==== ARTICLE ====

In the morning one group put up a flag for every American who was killed—that’s 2,977 in total on the south quad lawn.

At 8:46, the time that the North Tower was hit sixteen years ago, more than one hundred people held a prayer service right next to those flags so as to ‘never forget 9/11.

"It wasn't simply the huge loss of life, but it became one of the most dramatic moments in contemporary American history,” said Father Edward Malloy, who served as Notre Dame President during 9/11.

"I think it's tremendously powerful. This is absolutely something we don't want to forget as a nation, and the people we lost on September 11 aren't people we want to stop remembering,” said Keenan White, student government’s Director of Faith and Service.

However, when Notre Dame’s Young Americans for Freedom arrived early Monday morning to put up their 9/11 memorial for the fourth year in a row, the sidewalk greeted them with an unwelcome surprise.

“500,000 Iraqis murdered…To come and desecrate where we were planning on having a memorial is something that I feel is honestly just very cowardly,” said YAF Chairwoman Clare McKinney.

She says that’s especially because the memorial is meant to bring peace to people like Keenan White, who says she vividly remembers that day—her birthday.

"And I actually have a further unique story. My dad was in the military for 12 years when I was little. We were living on a military base in Idaho, so I remember it very well. My birthday party got cancelled. There were troops were marching down my street,” said White.

But her four-year-old flashbulb memory is somewhat rare.

“We were concerned that students might forget the significance of that day and how many innocent lives were lost,” said McKinney.

Clarke McKinney, a senior, was only 5 when the two towers crumbled.

She says it’s her dad’s past that really helped her internalize the significance of 9/11.

“My dad is an immigrant, so being an American and coming to America is something that is really important to him, and just seeing the life that we’ve been able to live here is really amazing. It’s disheartening to me, and it hurts me to think that there are people who threaten the American way of life and just our belief system,” she said.

So the students who put up the flags say they are standing for the American way of life—and honoring those who lost their chance to live that to its fullest on that fateful day.

“So when you’re walking by, you’re able to see that this amount of innocent American lives were lost on this day. These were family members. These were close friends…so just that we can all come together and empathize and really feel as a community the impact that that day had,” said McKinney.

The site where students held the prayer service is the same place where the presiding Father Malloy held the first one on September 11, 2001.

==== SUPPLIED INFORMATION ====

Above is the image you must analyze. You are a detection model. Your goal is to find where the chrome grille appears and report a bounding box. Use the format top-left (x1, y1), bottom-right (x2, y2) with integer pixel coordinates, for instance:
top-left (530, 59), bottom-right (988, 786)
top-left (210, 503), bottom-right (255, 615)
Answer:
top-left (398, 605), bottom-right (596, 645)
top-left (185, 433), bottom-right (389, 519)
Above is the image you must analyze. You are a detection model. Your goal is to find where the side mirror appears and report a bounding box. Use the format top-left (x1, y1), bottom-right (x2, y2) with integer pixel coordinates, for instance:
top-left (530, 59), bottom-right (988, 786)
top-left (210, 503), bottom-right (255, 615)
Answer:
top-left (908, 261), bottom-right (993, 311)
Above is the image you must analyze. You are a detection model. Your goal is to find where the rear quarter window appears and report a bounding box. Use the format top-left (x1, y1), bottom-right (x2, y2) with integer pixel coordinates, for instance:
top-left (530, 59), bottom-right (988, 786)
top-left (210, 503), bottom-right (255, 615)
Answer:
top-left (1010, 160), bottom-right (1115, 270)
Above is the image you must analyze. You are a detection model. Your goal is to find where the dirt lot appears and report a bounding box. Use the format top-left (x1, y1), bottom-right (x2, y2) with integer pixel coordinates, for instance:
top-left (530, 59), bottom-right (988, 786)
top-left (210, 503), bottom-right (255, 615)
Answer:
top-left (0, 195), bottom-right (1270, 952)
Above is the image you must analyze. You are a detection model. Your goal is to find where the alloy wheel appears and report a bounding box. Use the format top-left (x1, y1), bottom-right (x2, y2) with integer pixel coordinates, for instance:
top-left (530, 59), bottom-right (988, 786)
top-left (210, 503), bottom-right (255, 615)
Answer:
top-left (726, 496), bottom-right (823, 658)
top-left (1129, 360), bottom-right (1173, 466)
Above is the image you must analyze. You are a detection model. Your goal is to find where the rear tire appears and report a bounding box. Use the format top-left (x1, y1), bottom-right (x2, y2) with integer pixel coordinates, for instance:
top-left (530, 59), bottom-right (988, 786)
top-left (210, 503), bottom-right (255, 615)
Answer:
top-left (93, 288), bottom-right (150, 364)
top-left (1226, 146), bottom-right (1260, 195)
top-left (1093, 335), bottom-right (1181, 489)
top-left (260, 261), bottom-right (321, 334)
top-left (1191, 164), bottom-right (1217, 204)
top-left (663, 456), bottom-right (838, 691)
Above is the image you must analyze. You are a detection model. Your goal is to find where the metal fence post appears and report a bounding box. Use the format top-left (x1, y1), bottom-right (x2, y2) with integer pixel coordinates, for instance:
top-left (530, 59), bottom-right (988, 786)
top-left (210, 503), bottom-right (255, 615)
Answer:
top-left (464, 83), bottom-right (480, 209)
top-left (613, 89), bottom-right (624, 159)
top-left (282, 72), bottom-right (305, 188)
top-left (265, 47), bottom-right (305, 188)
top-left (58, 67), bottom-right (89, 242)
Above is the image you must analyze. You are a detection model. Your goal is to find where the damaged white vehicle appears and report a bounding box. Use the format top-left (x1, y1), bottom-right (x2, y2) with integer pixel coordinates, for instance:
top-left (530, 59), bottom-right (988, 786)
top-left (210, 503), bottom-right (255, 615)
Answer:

====

TASKS TO PERFORM —
A. Transcribe the stretch of the 9/11 memorial article from "However, when Notre" through "is somewhat rare.".
B. Does the 9/11 memorial article agree with each statement below? Answer yes or no for each, and quote the article's deciding words.
(i) The flags were placed on the south quad lawn.
(ii) This was the first year Young Americans for Freedom put up the memorial.
(iii) Father Edward Malloy was Notre Dame's president during 9/11.

RESPONSE LIST —
A.
However, when Notre Dame’s Young Americans for Freedom arrived early Monday morning to put up their 9/11 memorial for the fourth year in a row, the sidewalk greeted them with an unwelcome surprise.

“500,000 Iraqis murdered…To come and desecrate where we were planning on having a memorial is something that I feel is honestly just very cowardly,” said YAF Chairwoman Clare McKinney.

She says that’s especially because the memorial is meant to bring peace to people like Keenan White, who says she vividly remembers that day—her birthday.

"And I actually have a further unique story. My dad was in the military for 12 years when I was little. We were living on a military base in Idaho, so I remember it very well. My birthday party got cancelled. There were troops were marching down my street,” said White.

But her four-year-old flashbulb memory is somewhat rare.

B.
(i) Yes: "that’s 2,977 in total on the south quad lawn."
(ii) No: "to put up their 9/11 memorial for the fourth year in a row"
(iii) Yes: "who served as Notre Dame President during 9/11"